_What to produce_.
Please render the data from the line containing "Where can the person in dark" up to and including the line containing "<point>425,322</point>" as a two-column CSV headed input and output. Give each input its own row with its output beside it, put every field in double quotes, and replace line breaks within a field with spaces.

_Supplied material_.
— begin —

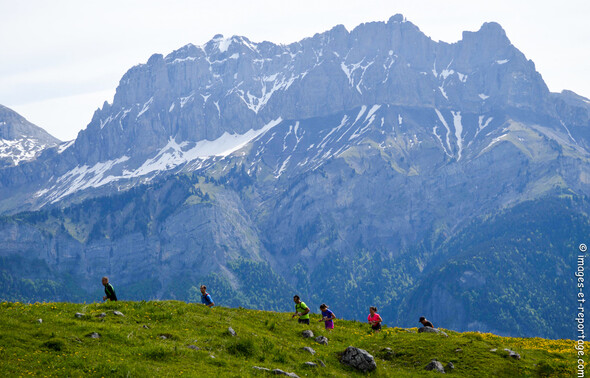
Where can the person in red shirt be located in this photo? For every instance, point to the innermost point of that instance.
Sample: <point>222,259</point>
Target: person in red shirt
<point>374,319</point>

— end —
— begin —

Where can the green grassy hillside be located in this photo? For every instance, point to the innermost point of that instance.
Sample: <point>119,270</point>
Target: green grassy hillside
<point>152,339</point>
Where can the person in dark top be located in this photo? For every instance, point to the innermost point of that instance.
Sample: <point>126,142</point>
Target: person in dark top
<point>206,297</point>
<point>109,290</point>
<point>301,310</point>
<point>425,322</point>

— end —
— begin —

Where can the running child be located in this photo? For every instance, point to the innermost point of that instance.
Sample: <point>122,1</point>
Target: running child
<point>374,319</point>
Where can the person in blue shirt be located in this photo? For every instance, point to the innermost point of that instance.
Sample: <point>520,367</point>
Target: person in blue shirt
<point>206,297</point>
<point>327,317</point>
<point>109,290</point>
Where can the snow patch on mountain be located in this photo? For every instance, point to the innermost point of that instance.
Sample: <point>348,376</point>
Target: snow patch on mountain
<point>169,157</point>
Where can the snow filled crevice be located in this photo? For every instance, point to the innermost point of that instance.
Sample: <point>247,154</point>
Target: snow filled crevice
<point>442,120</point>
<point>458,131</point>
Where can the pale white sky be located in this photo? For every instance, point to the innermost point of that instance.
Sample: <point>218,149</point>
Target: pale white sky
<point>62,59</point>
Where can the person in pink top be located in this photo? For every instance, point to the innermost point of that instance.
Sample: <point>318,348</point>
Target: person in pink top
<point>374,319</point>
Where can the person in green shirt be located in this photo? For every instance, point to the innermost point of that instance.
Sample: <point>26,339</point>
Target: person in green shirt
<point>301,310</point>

— end —

_Written response_.
input,output
"Where can the person in dark top be located in this photo? For every instance, point to the innermost point of that instance. Sample: <point>126,142</point> Target: person in dark top","<point>206,297</point> <point>109,290</point> <point>301,310</point> <point>425,322</point>"